▸ **EXERCISE DETAILS**
Please reproduce the entries that follow without a single difference.

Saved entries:

※ ※ ※

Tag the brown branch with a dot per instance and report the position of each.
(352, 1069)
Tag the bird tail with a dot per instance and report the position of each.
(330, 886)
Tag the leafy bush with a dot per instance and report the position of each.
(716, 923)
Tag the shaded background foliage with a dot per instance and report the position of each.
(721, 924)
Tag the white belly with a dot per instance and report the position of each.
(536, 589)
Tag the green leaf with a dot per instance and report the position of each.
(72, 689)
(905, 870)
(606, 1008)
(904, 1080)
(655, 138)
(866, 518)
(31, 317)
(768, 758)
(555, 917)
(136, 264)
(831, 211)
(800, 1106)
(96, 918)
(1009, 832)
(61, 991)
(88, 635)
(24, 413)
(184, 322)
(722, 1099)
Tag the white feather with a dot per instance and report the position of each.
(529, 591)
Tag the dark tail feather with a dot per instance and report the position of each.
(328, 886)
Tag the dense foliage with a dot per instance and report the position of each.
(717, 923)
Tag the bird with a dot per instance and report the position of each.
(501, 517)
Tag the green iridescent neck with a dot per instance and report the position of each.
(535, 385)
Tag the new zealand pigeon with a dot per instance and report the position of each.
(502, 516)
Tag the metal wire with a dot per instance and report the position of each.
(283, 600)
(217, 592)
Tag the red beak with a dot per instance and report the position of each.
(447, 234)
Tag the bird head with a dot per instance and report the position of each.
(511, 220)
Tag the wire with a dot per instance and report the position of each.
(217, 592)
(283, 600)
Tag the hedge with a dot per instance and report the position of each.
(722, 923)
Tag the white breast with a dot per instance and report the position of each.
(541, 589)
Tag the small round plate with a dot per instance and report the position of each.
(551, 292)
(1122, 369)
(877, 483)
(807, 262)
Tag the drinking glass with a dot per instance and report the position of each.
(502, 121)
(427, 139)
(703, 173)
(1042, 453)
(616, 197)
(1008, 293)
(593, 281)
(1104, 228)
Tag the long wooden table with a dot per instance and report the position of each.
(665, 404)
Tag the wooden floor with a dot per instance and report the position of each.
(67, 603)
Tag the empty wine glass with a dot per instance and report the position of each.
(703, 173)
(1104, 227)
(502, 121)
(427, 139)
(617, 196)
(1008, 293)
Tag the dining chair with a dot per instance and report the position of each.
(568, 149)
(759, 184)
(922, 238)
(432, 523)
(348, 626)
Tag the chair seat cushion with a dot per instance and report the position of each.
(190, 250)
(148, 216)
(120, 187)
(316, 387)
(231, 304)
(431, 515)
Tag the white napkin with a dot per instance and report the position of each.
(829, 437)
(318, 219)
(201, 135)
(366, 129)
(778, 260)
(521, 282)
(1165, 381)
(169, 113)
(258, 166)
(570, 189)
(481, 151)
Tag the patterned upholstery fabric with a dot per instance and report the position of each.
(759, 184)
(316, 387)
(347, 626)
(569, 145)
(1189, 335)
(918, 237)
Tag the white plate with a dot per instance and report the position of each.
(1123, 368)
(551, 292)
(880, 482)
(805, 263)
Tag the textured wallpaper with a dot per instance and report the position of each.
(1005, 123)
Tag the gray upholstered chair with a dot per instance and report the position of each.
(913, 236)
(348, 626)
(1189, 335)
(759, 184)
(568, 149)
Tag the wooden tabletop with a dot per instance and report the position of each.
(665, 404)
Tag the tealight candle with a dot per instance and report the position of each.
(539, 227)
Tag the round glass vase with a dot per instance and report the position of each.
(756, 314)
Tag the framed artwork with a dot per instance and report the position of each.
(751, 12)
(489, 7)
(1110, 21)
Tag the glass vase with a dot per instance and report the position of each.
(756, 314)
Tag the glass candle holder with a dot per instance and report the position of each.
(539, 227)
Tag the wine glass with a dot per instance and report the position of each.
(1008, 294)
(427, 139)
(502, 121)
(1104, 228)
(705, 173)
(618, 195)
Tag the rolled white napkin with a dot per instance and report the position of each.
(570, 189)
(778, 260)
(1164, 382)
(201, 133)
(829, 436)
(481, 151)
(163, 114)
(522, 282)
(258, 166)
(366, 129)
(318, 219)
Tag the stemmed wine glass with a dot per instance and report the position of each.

※ ※ ※

▸ **COMPLETED TASK**
Tag the brown branch with a dot per instance and report the position of each.
(352, 1069)
Tag the bird tail with a dot per instance and report the position of each.
(330, 886)
Tag the leafy bush with a dot per instance and report the position of each.
(716, 923)
Tag the shaded background foliage with a dot per instance and report the position of each.
(721, 924)
Tag the white belly with a dot per instance and report the position of each.
(536, 589)
Tag the green leaf with a dot per instance and report the position of each.
(72, 689)
(905, 870)
(606, 1008)
(904, 1080)
(655, 138)
(866, 518)
(31, 317)
(768, 758)
(555, 917)
(136, 264)
(831, 211)
(800, 1106)
(96, 918)
(1009, 832)
(61, 991)
(88, 635)
(24, 413)
(184, 322)
(722, 1099)
Tag the white feather with a dot per instance and report the position of each.
(529, 591)
Tag the dark tail feather with a dot per instance and report the position of each.
(328, 886)
Tag the dense foliage with a dot per instance and report the position of each.
(717, 923)
Tag the bird with a dot per instance and report the position of each.
(501, 517)
Tag the green iridescent neck with a dot per instance and report the position of each.
(535, 385)
Tag the new zealand pigeon with a dot per instance and report the position of each.
(502, 516)
Tag the metal wire with a dot per instance and report the position of each.
(283, 600)
(217, 592)
Tag the red beak with a dot per instance and report the position of each.
(447, 234)
Tag the bird head with a dot per instance and report the position of each.
(511, 220)
Tag the wire with a dot per instance and report the position of each.
(217, 592)
(283, 600)
Tag the hedge with a dot per instance and report the position of each.
(722, 923)
Tag the white breast with a dot per instance and report the position of each.
(541, 589)
Tag the small round plate with a dot per instance and report the position of each.
(551, 292)
(1122, 369)
(877, 483)
(807, 262)
Tag the drinking glass with a dot per instance and report the position of each.
(502, 121)
(427, 139)
(703, 173)
(1042, 453)
(616, 197)
(1008, 293)
(593, 281)
(1104, 228)
Tag the long wooden table with a dot per instance and report the position of each.
(665, 404)
Tag the wooden floor with a dot per instance and report the position of each.
(67, 603)
Tag the empty wine glass with a dot per instance and report the position of each.
(703, 173)
(1104, 227)
(502, 121)
(427, 139)
(617, 196)
(1008, 293)
Tag the dining chair with a dot per instance and report the position of each.
(568, 149)
(759, 184)
(922, 238)
(432, 523)
(348, 626)
Tag the chair seat cushion with a dot per instance and report the position of each.
(190, 250)
(148, 216)
(120, 187)
(316, 387)
(231, 304)
(431, 515)
Tag the white napkin with a dot per instance and report the position of each.
(829, 437)
(318, 219)
(201, 135)
(366, 129)
(778, 260)
(521, 282)
(1165, 381)
(169, 113)
(258, 166)
(570, 189)
(481, 151)
Tag the patterned upholstery fabric with a dot per instance and report the position of each.
(759, 184)
(316, 387)
(347, 626)
(569, 145)
(1189, 335)
(918, 237)
Tag the white plate with a dot per instance and report the position of each.
(1123, 368)
(551, 292)
(880, 482)
(805, 263)
Tag the textured wallpaper with a dot per instance and report the position of each.
(1005, 123)
Tag the gray upholstered chair with a dot per instance and report the position of each.
(913, 236)
(348, 626)
(1189, 335)
(759, 184)
(568, 149)
Tag the wooden tabletop with a dot per instance and report the position of each.
(665, 404)
Tag the tealight candle with a dot per instance and report the position of each.
(539, 227)
Tag the round glass vase with a dot per instance and report the position of each.
(756, 314)
Tag the framed artwork with a dot per instance and report the position of each.
(751, 12)
(489, 7)
(1110, 21)
Tag the glass vase with a dot per instance and report the position of each.
(756, 314)
Tag the glass candle holder with a dot per instance and report the position of each.
(539, 227)
Tag the wine glass with a dot per instance and report the position of each.
(1008, 294)
(427, 139)
(502, 121)
(1104, 228)
(705, 173)
(618, 195)
Tag the rolled white napkin with a dot per instance and report the position of each.
(570, 189)
(778, 260)
(1164, 382)
(201, 133)
(829, 436)
(481, 151)
(163, 114)
(522, 282)
(258, 166)
(366, 129)
(318, 219)
Tag the stemmed wine glass with a dot per instance and report the position of each.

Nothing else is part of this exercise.